_Estratto del documento_:
• • • •

Stesso problema,si era "mangiato" splash.xpm.gz:

https://bugs.gentoo.org/show_bug.cgi?id=230984

Soluzione:

 *Quote:*   

> mount /boot ; emerge --config grub ; grub-install /dev/sdXX
> 
> 

 

Così ho risolto.

Ciao

----------

## LastHope

 *mack1 wrote:*   

> Stesso problema,si era "mangiato" splash.xpm.gz:
> 
> https://bugs.gentoo.org/show_bug.cgi?id=230984
> 
> Soluzione:
> ...

 

Io probabilmente ho sbagliato qualcosa (ho fatto emerge --config grub, messo la stessa directory che uso per grub, fatto grub e quindi setup (hd0) [mai usato grub-install]...e ora è bloccato sulla schermata di "Grub loading, please wait..." :'(

Adesso mi scarico l'ultima versione di Gentoo...cosa potrebbe essere ora a bloccare grub?

Quali passaggi dovrei seguire per avere un'installazione _pulita_ di grub?

Grazie a tutti

LastHope

----------

## Tigerwalk

 *LastHope wrote:*   

> 
> 
> Quali passaggi dovrei seguire per avere un'installazione _pulita_ di grub?

• • • •

_Voci elencate_:
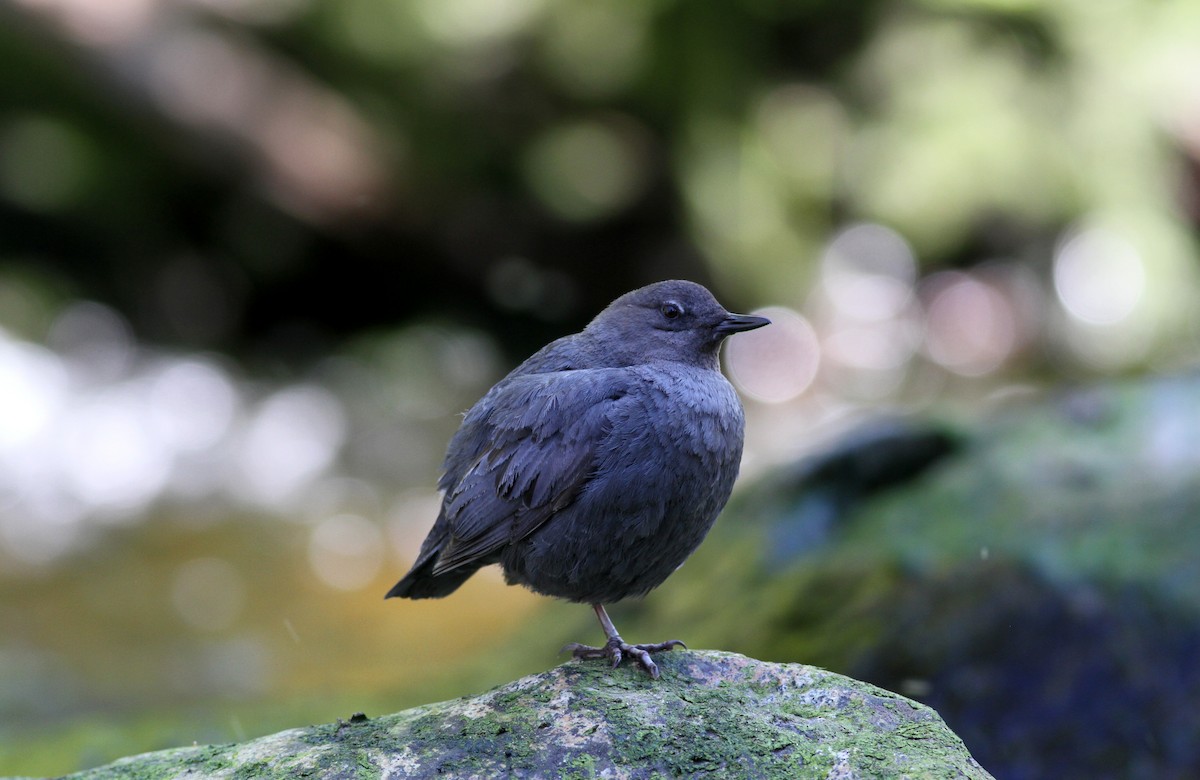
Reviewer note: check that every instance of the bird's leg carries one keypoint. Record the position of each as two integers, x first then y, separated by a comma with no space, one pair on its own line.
616,647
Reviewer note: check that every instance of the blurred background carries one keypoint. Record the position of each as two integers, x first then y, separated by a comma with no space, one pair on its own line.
257,256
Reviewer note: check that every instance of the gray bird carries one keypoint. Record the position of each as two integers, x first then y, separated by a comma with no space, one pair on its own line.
597,466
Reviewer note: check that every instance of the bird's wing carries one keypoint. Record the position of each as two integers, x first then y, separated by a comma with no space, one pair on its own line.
523,454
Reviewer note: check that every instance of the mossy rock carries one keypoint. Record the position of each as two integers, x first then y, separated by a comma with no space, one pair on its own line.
709,714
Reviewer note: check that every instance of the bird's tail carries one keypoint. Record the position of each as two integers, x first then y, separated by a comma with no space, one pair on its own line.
423,583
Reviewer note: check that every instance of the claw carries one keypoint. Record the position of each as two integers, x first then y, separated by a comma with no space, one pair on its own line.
616,649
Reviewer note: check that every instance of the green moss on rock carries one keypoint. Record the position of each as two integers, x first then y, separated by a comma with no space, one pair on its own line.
711,713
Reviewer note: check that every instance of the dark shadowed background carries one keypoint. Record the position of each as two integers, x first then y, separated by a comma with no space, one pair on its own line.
256,256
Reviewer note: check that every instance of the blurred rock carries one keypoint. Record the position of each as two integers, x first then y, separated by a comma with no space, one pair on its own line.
1035,577
709,713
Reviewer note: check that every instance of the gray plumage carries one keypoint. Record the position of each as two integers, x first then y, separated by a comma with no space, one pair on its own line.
597,466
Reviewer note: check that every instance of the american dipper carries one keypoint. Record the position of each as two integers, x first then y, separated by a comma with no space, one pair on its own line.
597,466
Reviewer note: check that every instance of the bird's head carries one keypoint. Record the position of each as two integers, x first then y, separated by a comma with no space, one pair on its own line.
675,321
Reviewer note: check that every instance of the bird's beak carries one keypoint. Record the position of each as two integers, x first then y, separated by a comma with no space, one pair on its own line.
738,323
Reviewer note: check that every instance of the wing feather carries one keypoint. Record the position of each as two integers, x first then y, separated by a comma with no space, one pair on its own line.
526,451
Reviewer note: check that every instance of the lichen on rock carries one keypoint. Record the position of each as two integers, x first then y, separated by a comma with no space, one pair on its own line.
711,714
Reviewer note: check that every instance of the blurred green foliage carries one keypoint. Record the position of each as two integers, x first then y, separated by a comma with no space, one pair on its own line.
225,172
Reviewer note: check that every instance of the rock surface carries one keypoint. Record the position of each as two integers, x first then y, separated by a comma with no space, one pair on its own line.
711,714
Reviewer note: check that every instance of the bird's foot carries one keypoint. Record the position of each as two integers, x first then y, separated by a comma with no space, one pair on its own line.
617,649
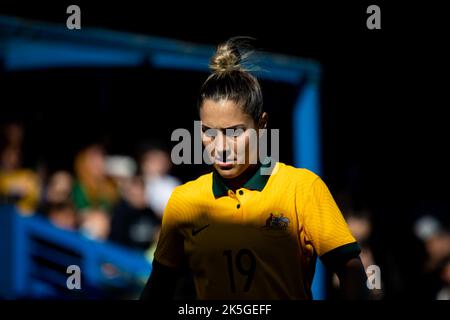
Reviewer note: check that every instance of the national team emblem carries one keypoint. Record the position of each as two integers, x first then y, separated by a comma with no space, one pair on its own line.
276,222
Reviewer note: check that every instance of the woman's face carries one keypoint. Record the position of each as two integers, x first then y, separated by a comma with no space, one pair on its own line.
225,148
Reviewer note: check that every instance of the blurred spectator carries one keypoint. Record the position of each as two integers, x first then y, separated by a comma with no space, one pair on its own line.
444,273
93,188
436,241
18,186
95,223
63,215
134,224
435,238
121,169
59,187
155,165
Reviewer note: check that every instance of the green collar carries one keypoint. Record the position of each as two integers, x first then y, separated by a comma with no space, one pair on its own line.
257,182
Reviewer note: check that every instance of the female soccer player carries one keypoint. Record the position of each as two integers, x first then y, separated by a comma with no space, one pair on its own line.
242,233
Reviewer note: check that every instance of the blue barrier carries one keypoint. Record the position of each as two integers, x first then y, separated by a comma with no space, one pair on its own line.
34,256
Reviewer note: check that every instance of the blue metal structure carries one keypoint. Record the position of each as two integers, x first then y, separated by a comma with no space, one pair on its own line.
27,45
35,256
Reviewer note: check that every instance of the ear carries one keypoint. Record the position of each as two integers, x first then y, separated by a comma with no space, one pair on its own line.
263,120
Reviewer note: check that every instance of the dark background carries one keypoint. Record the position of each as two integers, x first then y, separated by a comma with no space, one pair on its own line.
383,99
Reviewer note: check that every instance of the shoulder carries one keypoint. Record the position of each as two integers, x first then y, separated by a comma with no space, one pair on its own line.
300,177
193,191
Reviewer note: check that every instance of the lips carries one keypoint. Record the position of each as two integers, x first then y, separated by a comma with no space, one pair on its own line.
225,165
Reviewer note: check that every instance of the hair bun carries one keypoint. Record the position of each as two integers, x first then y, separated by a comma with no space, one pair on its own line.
228,56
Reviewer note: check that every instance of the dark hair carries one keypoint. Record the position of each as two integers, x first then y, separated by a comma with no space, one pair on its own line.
230,80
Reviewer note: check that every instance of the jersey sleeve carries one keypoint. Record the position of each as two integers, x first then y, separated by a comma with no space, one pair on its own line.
170,248
325,226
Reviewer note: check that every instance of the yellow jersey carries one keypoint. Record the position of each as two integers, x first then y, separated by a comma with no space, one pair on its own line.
257,242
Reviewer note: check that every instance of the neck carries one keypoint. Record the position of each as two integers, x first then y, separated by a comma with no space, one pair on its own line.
239,181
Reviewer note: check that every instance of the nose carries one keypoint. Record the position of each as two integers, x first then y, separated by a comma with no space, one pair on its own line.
222,147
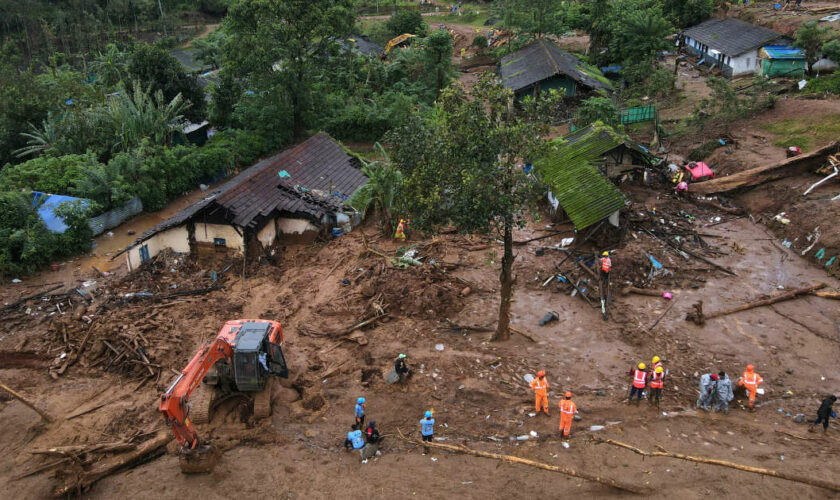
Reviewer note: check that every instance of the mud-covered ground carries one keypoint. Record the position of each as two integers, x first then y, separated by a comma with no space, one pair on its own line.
476,387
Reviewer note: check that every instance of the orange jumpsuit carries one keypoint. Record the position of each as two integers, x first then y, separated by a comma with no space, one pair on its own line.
750,382
567,413
540,386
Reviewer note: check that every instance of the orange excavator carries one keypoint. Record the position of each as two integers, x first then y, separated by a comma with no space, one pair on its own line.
241,361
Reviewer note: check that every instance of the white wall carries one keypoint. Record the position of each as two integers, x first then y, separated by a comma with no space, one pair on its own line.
176,238
295,226
267,234
205,233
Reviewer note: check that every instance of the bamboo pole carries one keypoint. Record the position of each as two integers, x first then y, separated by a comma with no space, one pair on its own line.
531,463
723,463
46,416
766,302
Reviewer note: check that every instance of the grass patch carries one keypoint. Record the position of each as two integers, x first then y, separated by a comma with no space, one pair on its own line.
804,132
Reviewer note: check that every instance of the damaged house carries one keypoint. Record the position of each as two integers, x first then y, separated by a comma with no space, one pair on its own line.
291,197
543,66
578,188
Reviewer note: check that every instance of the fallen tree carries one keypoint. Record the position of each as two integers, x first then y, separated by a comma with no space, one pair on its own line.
113,464
723,463
699,317
531,463
759,175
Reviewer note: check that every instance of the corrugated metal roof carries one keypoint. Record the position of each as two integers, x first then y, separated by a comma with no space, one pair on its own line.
316,176
783,52
569,170
731,36
542,59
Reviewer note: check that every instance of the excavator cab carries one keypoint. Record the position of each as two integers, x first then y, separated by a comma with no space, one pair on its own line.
255,357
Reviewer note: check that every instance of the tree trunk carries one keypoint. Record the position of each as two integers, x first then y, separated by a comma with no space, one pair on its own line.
506,280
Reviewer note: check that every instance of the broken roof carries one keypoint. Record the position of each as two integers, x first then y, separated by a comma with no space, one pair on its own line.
731,36
307,180
542,59
585,194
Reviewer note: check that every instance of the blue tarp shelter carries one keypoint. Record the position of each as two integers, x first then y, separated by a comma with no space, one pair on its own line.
47,210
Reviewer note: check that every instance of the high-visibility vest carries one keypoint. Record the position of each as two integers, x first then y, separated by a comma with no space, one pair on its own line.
567,407
656,380
639,377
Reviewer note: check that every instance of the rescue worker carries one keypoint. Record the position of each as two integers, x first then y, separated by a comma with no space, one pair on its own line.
372,433
540,387
723,394
568,409
824,413
708,385
354,439
750,381
657,382
606,267
399,234
655,363
427,430
401,368
639,382
360,413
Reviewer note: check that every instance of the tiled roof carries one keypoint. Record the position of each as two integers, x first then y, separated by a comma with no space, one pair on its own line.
731,36
309,180
569,170
542,59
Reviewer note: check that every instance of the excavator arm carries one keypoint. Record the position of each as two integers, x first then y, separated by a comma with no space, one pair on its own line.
174,402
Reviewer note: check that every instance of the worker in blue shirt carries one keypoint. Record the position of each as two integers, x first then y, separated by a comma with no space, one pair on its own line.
360,413
427,430
354,439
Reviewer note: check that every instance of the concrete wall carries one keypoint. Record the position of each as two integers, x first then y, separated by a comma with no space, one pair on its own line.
267,234
206,233
176,238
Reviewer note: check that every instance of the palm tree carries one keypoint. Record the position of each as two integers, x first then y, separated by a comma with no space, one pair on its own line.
381,190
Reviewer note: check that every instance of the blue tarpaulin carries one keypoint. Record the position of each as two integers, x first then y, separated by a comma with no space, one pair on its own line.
47,210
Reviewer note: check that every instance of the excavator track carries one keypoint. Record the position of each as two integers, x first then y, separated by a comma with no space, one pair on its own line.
200,402
262,401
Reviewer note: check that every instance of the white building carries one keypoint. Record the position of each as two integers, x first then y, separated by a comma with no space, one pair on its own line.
730,44
291,197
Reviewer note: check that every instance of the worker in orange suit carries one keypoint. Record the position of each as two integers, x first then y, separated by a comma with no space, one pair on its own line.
399,234
568,409
750,381
540,386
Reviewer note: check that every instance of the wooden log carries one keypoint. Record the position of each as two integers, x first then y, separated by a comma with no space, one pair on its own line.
723,463
767,173
766,302
46,416
111,465
531,463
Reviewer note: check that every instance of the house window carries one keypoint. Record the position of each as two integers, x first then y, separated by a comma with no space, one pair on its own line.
144,253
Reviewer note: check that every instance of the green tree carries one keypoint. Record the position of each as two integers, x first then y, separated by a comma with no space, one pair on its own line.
158,70
597,109
463,166
406,21
275,44
810,37
381,190
831,50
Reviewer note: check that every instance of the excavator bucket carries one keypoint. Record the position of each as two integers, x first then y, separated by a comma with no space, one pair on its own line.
200,460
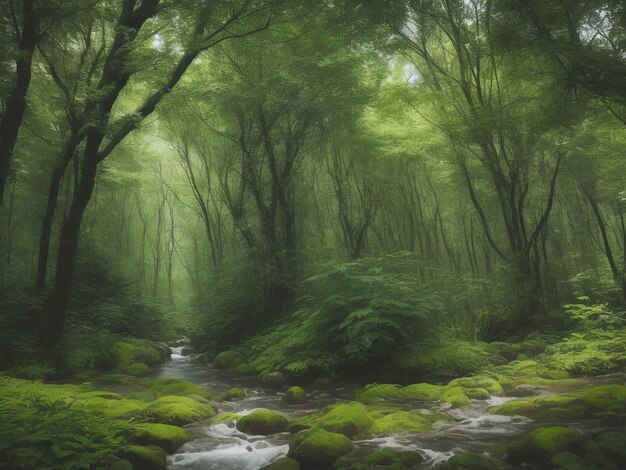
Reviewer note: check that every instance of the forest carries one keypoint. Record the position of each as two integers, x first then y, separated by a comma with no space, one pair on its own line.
312,234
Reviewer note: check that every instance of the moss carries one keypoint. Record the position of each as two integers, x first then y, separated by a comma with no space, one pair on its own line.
479,381
456,397
607,400
477,393
130,350
263,422
114,408
170,386
350,419
473,462
235,393
228,360
284,463
542,444
395,421
613,445
295,395
163,435
144,457
133,368
384,458
243,368
271,379
317,448
225,418
177,410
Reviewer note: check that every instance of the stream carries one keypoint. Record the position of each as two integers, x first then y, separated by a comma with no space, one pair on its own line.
222,447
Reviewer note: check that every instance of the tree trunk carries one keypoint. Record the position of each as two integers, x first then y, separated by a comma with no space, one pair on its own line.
16,102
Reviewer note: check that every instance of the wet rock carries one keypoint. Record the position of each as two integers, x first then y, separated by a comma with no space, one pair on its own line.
262,422
168,437
295,396
284,463
144,457
317,448
542,444
473,462
271,379
228,360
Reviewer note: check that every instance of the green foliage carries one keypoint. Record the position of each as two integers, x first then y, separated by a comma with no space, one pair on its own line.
352,315
43,432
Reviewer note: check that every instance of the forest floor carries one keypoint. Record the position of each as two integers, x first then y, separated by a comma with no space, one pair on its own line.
540,406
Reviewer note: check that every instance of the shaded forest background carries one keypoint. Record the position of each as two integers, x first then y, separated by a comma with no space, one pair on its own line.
317,181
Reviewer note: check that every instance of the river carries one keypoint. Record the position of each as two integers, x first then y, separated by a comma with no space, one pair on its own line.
222,447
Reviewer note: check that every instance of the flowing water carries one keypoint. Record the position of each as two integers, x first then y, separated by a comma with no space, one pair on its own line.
222,447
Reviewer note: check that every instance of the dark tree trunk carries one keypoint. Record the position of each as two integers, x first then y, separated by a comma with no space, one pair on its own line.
16,102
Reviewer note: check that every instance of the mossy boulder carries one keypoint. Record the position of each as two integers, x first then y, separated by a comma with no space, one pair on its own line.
542,444
473,462
602,401
382,459
163,435
171,386
228,360
271,379
235,393
177,410
295,396
144,457
350,419
317,448
395,421
284,463
225,418
263,422
479,381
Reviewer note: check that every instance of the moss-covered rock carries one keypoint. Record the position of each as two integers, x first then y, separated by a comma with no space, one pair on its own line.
235,393
478,381
542,444
271,379
284,463
473,462
382,459
228,360
177,410
350,419
606,400
171,386
317,448
295,396
263,422
225,418
168,437
144,457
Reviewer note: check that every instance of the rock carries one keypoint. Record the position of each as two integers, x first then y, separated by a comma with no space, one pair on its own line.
384,458
295,396
350,419
473,462
284,463
263,422
144,457
271,379
177,410
524,390
317,448
228,360
542,444
168,437
235,393
171,386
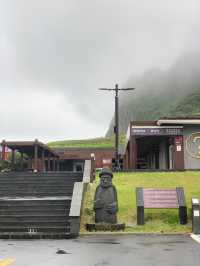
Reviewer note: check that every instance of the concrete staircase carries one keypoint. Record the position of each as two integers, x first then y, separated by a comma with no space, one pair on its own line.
36,205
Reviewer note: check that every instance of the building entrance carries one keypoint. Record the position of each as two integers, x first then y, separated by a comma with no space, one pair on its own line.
154,152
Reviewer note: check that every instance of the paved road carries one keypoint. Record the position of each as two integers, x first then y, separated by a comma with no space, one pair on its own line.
131,250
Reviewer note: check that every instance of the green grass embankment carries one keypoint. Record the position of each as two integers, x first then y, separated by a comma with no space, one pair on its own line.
87,143
156,221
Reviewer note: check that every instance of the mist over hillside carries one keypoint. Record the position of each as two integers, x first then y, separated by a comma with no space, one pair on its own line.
158,93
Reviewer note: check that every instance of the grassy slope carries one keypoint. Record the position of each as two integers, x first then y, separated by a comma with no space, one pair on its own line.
86,143
162,220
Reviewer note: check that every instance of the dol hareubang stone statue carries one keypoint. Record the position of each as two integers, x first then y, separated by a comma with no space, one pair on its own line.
105,200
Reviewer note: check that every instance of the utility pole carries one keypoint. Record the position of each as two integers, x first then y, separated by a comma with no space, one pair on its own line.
116,126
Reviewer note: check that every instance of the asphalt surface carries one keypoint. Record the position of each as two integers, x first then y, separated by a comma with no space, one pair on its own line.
139,250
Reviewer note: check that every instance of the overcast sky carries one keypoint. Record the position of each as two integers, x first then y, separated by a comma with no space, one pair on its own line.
54,54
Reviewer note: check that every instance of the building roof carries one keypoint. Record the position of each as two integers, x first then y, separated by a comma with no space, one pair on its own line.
27,147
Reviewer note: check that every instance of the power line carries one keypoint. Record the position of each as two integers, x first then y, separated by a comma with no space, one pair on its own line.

• • • •

_Problemi da risolvere_:
A – Nella discussione su grub, su quale schermata è rimasto bloccato LastHope?
B – Per favore, riporta dalla discussione su grub il brano che comincia con "Io probabilmente ho" e arriva fino a "a bloccare grub?" compreso.

_Risposte agli esercizi_:
A – Sulla schermata di "Grub loading, please wait...".

B –
Io probabilmente ho sbagliato qualcosa (ho fatto emerge --config grub, messo la stessa directory che uso per grub, fatto grub e quindi setup (hd0) [mai usato grub-install]...e ora è bloccato sulla schermata di "Grub loading, please wait..." :'(

Adesso mi scarico l'ultima versione di Gentoo...cosa potrebbe essere ora a bloccare grub?